#### Task
Pictures in the records should not be copied, but every other part must be repeated exactly.

#### Data listing
=-=-=-=-=

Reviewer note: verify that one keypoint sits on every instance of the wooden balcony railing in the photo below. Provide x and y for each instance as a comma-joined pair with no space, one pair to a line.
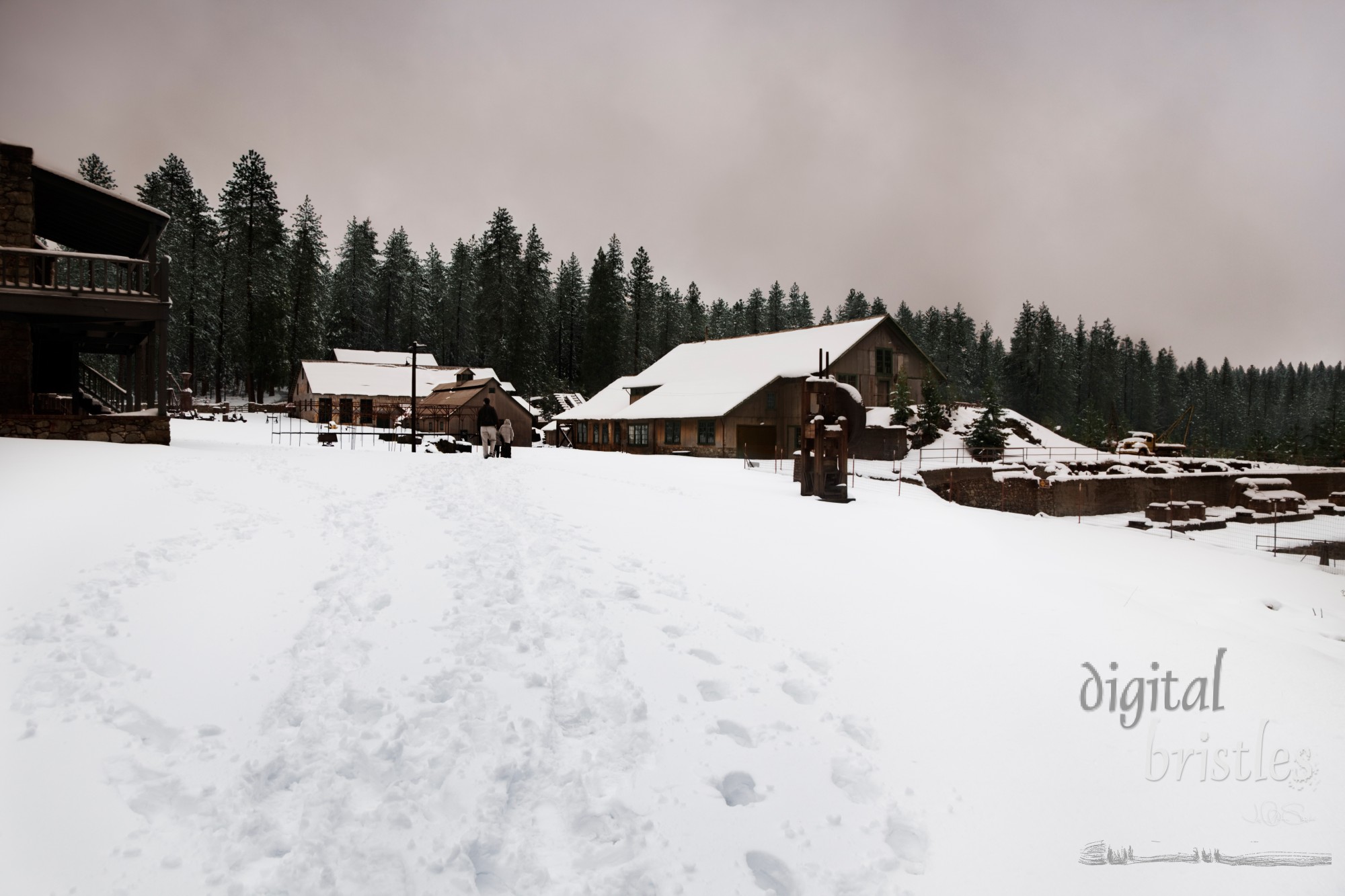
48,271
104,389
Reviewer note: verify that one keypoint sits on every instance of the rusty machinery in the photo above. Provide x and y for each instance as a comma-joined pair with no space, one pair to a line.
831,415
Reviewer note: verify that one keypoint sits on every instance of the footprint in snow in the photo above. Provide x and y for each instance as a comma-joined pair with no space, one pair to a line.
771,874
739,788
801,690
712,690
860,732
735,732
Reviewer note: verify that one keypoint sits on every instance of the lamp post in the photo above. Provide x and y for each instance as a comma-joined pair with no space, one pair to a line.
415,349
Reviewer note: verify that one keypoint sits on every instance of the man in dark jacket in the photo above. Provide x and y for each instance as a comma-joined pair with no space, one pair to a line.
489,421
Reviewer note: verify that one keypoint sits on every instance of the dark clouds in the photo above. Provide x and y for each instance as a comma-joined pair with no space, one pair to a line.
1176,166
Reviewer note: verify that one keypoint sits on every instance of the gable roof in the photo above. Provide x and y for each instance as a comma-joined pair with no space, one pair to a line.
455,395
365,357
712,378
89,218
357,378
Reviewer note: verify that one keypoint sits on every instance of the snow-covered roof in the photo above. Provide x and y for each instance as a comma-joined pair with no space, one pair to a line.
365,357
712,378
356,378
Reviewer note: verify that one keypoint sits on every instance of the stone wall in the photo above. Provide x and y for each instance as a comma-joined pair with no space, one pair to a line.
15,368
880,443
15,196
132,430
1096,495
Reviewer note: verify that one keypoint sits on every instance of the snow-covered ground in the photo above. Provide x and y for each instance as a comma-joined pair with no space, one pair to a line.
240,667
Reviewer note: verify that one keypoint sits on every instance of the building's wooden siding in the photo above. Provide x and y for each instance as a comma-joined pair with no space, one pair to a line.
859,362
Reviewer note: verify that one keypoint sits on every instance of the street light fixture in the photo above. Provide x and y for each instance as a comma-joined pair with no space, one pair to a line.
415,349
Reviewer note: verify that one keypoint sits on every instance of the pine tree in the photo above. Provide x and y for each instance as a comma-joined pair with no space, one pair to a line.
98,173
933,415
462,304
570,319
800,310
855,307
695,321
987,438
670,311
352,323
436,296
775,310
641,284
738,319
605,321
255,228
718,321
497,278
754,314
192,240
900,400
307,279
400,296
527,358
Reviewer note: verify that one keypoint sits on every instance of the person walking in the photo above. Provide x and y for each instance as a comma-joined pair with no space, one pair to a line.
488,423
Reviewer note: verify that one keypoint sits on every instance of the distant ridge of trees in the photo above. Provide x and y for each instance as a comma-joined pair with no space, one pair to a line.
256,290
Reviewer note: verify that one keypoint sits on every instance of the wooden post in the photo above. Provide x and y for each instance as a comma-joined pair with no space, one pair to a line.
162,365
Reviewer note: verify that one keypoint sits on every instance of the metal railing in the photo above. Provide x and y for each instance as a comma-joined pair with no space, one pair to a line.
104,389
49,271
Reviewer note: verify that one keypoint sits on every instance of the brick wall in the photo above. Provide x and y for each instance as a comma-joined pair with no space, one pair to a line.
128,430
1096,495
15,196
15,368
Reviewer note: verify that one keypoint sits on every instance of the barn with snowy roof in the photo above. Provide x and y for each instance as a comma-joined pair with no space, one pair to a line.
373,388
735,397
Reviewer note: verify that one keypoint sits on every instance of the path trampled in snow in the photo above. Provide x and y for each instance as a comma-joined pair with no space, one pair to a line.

=-=-=-=-=

#### Full solution
Reviewer note: verify that one keypoint sits on every instance of the wooden balcony railing in the photo below. Provide x and y for each instance as a comma-joined pair with no space, one pair to a line.
48,271
104,389
Reviewer note: verify that one keypoint sits on every instance of the rusty machinery in the photo above. Provide x and y for each instance as a comma-joined pair with no space, one pair to a line.
831,415
Reviewer note: verify that one keypoint sits on every instance of the footprint in snow in the photo above. Provide x and y for each instance as a comma-joined pair with no space, one pair to a line.
771,874
739,788
801,690
712,690
860,732
735,732
Reviewer note: verify that one keypoint sits on every instance of the lamp post in the photo above. Provide x and y for each instance as a comma-joined pair with no space, one pair to a line.
415,349
Reviewer note: verify that one keypoint sits on every instance of the man in dark jacket in the photo above. Provide x and y for each instance as a comma-joined pair with no space, one pair to a line.
489,421
Reviewer note: verify that one keypoint sits on every instance of the dark clouds in the photo above. Provide x and y for each instance as a comma-joined pair with no space, one pair to a line.
1176,166
Reviewer note: verify that one keypoint sits on every instance of the gable roof in the photo above. Provide x and y for each instance as a comma-joined pair with no space, one pair to a line.
455,395
365,357
712,378
89,218
357,378
Reviewer note: verify that one keypoint sits on every instance of the snow-covered roof in the photo above. Provide x and y for each instance as a comma-joined pair with no space, one pair to a line.
365,357
712,378
356,378
Reviewer note: verify that one keypoint sits on every instance of the stone wall in the photo above. Provide x and y for each instance as a comma-joined pair with no space, one pair to a line.
15,368
880,443
15,196
132,430
1096,495
Reviewer note: verify that one keypoint sits on every instance of the snow-covered ground in the photo above. Provide x and y for each instance as a comma-joined pair with no space, one pair to a line.
240,667
Reviewer note: verify that one keypoint sits on every instance of the building's wooden siding in the photo above. Provide x and y for each instance as a comma-joined pair with no space, one pair to a line.
859,362
Reviewer note: verify that one keypoint sits on every instance of the street light fixture in the photo above. Provide x and y for each instance as a comma-joined pair with no space, one pair to a line.
415,349
Reviewer note: verify that one keypoint sits on every instance of the pine tree in the photo above. Provide x and y for each instance as a comma-joined pair with no space, one pair to a line.
98,173
933,415
462,304
570,319
800,310
855,307
695,321
987,438
670,311
352,323
436,296
775,310
641,284
738,319
605,321
255,228
718,321
497,278
754,314
192,240
900,400
307,279
400,296
527,358
Reviewer note: verify that one keypoint sits on every instance of the person walking in the photo above. Provide x and y for each instance as a comma-joined pair with no space, one pair to a line.
488,423
Reviewer note: verify that one keypoint sits on every instance of the distant ridge of trees in the photo above. Provide x and y for each instance as a comma-joined pair with no space, one pair to a line.
256,290
Reviewer note: verify that one keypoint sits on every instance of the wooden post in the photo above. Provide x and y for each instance as a comma-joined pair with no space, one pair to a line.
162,365
Reviewer note: verify that one keypoint sits on every instance of the metal railing in the photo above. Provide x and y for each instance as a comma-joined pair with no space, one pair to a line.
104,389
49,271
Reviewer note: verify that one keypoint sits on every instance of the brick wall in the photo above. Provide x and y for each instance as a comma-joined pair with no space, one pair to a line.
128,430
1096,495
15,196
15,368
Reviewer note: verify that one keypoint sits on every instance of the barn with snowy roof in the photo above. Provide x and y for each instance as a comma-joined pair with no space, one pair to a line.
373,388
735,397
Reviewer note: verify that one keypoint sits on every instance of the path trampled in snow in the photo above. Provide x and y for each instance as a comma-joined pair with no space, one pair to a line.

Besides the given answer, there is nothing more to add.